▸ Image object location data
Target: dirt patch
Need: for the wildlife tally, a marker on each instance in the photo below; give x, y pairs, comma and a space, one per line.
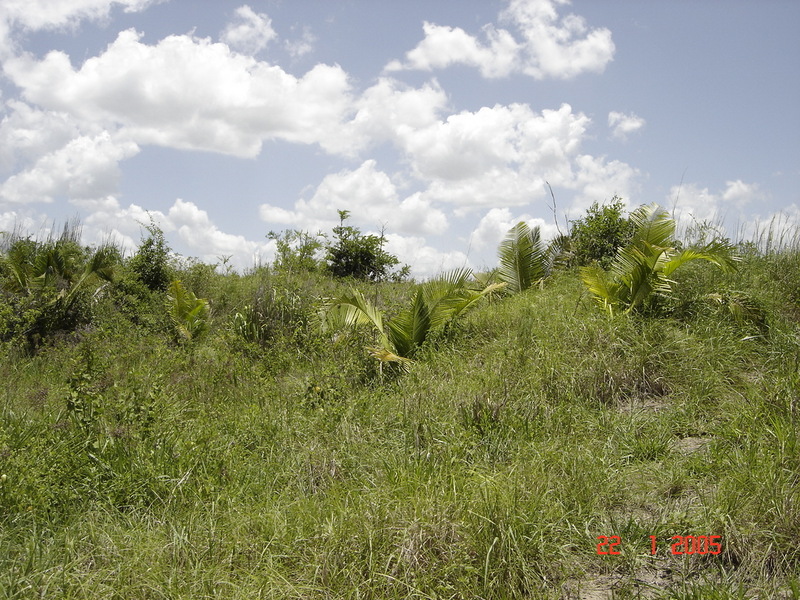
690, 445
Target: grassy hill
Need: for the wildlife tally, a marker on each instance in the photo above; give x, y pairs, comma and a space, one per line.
137, 465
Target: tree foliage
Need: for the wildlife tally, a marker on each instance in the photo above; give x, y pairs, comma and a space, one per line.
600, 233
150, 264
642, 268
434, 305
189, 314
352, 254
523, 258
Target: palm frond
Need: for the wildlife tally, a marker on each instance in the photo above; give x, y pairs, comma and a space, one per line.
522, 258
188, 313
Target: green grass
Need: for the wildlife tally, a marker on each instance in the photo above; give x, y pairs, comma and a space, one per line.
135, 467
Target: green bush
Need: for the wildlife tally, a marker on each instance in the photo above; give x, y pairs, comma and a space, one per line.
353, 254
600, 233
151, 261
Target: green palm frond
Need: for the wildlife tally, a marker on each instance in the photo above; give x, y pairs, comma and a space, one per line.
642, 268
409, 329
433, 306
350, 310
189, 314
522, 258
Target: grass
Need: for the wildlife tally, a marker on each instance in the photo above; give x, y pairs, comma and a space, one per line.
136, 467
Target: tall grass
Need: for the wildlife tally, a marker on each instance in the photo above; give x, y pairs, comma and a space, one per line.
286, 467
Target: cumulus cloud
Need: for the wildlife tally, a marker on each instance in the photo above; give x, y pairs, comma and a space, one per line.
693, 205
495, 224
372, 199
550, 47
301, 46
184, 221
190, 93
249, 32
621, 124
27, 133
34, 15
425, 260
391, 111
86, 167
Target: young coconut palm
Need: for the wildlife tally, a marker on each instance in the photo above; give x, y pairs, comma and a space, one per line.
642, 268
189, 314
523, 258
434, 305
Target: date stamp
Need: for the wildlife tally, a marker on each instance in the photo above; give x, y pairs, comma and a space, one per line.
610, 545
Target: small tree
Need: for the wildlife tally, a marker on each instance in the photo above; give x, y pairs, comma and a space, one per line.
360, 256
297, 250
150, 263
641, 269
600, 233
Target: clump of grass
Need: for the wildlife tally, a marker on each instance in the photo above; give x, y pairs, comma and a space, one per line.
288, 468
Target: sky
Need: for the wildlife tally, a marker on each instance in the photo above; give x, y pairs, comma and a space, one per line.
440, 122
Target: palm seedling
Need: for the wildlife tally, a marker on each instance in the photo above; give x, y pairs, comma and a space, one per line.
642, 268
188, 313
434, 305
523, 258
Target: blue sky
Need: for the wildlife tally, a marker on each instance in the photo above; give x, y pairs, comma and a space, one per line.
440, 120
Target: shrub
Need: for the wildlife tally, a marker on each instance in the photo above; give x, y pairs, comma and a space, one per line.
599, 234
360, 256
150, 263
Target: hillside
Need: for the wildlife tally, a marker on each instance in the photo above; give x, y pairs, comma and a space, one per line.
138, 464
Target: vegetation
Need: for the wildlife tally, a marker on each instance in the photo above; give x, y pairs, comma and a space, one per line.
640, 271
523, 258
269, 457
434, 306
151, 262
353, 254
600, 234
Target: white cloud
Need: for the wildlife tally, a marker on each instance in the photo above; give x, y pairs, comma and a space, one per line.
621, 124
550, 47
192, 226
693, 205
190, 93
372, 199
85, 168
444, 46
27, 133
250, 32
303, 45
36, 15
425, 260
390, 110
495, 224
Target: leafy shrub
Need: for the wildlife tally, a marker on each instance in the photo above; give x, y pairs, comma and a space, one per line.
360, 256
523, 259
298, 251
600, 233
641, 270
151, 261
189, 314
46, 286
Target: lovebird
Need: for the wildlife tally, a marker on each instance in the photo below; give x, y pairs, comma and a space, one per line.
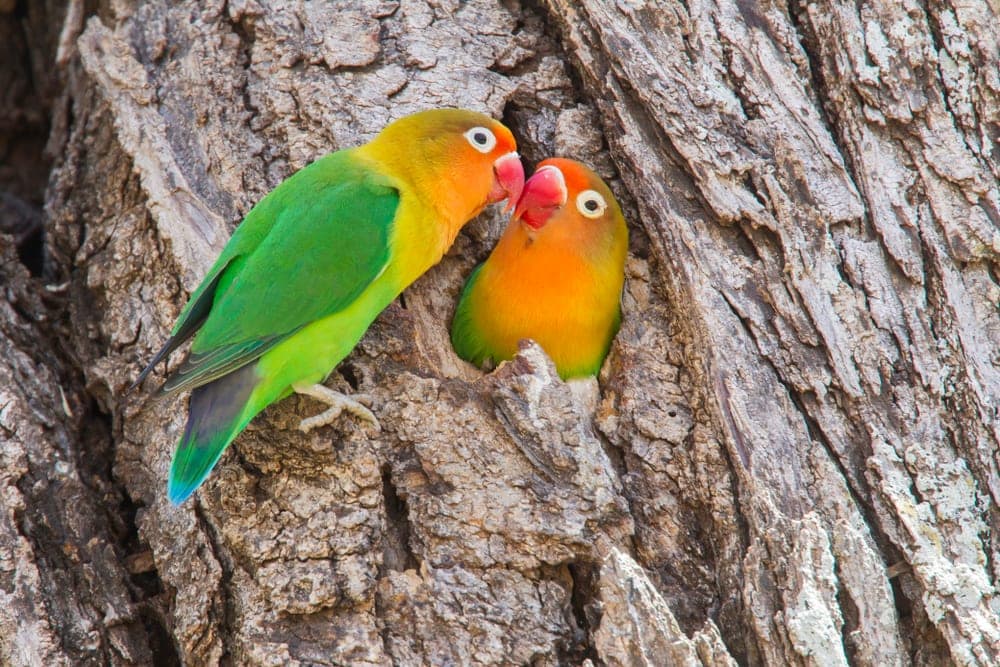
312, 265
556, 276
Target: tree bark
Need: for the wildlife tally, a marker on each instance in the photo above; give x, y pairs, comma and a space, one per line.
790, 457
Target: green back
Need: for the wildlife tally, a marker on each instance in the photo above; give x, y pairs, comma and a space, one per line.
306, 251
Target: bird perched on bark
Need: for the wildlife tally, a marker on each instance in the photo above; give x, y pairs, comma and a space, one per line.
313, 264
556, 275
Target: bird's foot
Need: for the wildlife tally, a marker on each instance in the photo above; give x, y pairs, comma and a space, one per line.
338, 403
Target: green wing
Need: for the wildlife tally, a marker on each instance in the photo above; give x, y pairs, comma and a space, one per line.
308, 250
465, 338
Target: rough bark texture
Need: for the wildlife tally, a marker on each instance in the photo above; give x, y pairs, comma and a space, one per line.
791, 456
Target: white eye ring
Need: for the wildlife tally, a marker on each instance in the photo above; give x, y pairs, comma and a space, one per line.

▸ TASK TO CARRY OUT
Output the data above verbatim, beginning at the line that contains "Target: white eye ring" and continuing through the last line of the data.

▸ WRITTEN ANSWER
Target: white eye ring
Need: for the wildlife tally, a marker on each instance in the photo above; give x, y pairs, comma and a space, one per line.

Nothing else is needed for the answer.